- **The task**: Set out the listing below as a numbered list, with blank lines left out.

- **Listed entries**:
--- BEGIN ---
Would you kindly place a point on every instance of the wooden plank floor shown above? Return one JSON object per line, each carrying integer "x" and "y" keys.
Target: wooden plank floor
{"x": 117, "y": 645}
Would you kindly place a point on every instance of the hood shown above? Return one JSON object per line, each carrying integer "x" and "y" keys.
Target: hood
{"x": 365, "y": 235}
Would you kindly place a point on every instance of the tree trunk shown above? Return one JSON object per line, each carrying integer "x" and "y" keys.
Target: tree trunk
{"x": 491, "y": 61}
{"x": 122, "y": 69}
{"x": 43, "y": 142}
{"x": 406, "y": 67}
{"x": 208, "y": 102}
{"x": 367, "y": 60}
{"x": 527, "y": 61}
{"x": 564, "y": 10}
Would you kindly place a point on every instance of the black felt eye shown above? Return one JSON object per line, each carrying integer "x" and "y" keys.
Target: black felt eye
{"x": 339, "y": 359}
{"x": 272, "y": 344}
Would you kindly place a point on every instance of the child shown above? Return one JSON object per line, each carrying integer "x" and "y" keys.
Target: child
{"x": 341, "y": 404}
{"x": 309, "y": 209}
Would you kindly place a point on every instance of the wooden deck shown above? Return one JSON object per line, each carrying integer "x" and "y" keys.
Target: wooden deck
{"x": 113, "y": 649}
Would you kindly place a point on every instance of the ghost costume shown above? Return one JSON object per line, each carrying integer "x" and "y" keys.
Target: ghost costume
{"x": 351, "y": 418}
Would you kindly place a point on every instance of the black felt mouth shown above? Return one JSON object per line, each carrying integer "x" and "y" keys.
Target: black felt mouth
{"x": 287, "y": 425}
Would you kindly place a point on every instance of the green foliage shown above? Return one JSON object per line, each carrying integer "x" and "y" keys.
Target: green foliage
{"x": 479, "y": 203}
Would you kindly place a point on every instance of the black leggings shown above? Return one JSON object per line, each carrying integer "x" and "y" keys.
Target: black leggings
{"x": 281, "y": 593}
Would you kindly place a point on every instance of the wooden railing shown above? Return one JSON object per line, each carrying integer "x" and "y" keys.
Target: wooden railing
--- END ---
- **Finished answer**:
1. Would you kindly place a point on every instance of the wooden plank floor shown above? Return one JSON object per line, each carrying integer "x" and "y" keys.
2. Target: wooden plank floor
3. {"x": 117, "y": 645}
4. Would you kindly place a point on every instance of the hood shown above? Return one JSON object per line, each carrying integer "x" and "y" keys.
5. Target: hood
6. {"x": 365, "y": 235}
7. Would you kindly place a point on every instance of the tree trunk shown above? Return one JSON object per line, each carrying integer "x" and "y" keys.
8. Target: tree trunk
9. {"x": 491, "y": 61}
10. {"x": 122, "y": 69}
11. {"x": 43, "y": 142}
12. {"x": 406, "y": 67}
13. {"x": 208, "y": 102}
14. {"x": 367, "y": 60}
15. {"x": 527, "y": 61}
16. {"x": 564, "y": 10}
17. Would you kindly place a point on every instance of the black felt eye shown above? Return one JSON object per line, each carrying integer "x" and "y" keys.
18. Target: black felt eye
19. {"x": 339, "y": 359}
20. {"x": 272, "y": 344}
21. Would you kindly place a point on every instance of the child shown above? Return one JSON object per line, each carrying integer "x" and "y" keys.
22. Target: child
23. {"x": 341, "y": 404}
24. {"x": 309, "y": 209}
25. Would you kindly place a point on every instance of the wooden deck shown above? Return one JSON object per line, each carrying integer "x" and "y" keys.
26. Target: wooden deck
27. {"x": 113, "y": 649}
28. Would you kindly place a point on every instance of the ghost costume shown above? Return one JSON object per line, each carrying integer "x" and "y" keys.
29. Target: ghost costume
30. {"x": 351, "y": 418}
31. Would you kindly place a point on every instance of the black felt mouth shown above? Return one JSON object per line, each carrying integer "x" and "y" keys.
32. Target: black felt mouth
33. {"x": 287, "y": 425}
34. Would you kindly place a point on every instance of the green foliage shown above? Return one JSON object per line, each carrying integer "x" and "y" keys.
35. Target: green foliage
36. {"x": 479, "y": 203}
37. Would you kindly place a point on every instance of the black leggings shown above? Return one JSON object per line, each carrying integer "x" and "y" keys.
38. Target: black leggings
39. {"x": 281, "y": 593}
40. Would you kindly place a point on every instance of the wooden railing shown above? Return one JSON object per line, each carrying integer "x" and "y" keys.
41. Target: wooden railing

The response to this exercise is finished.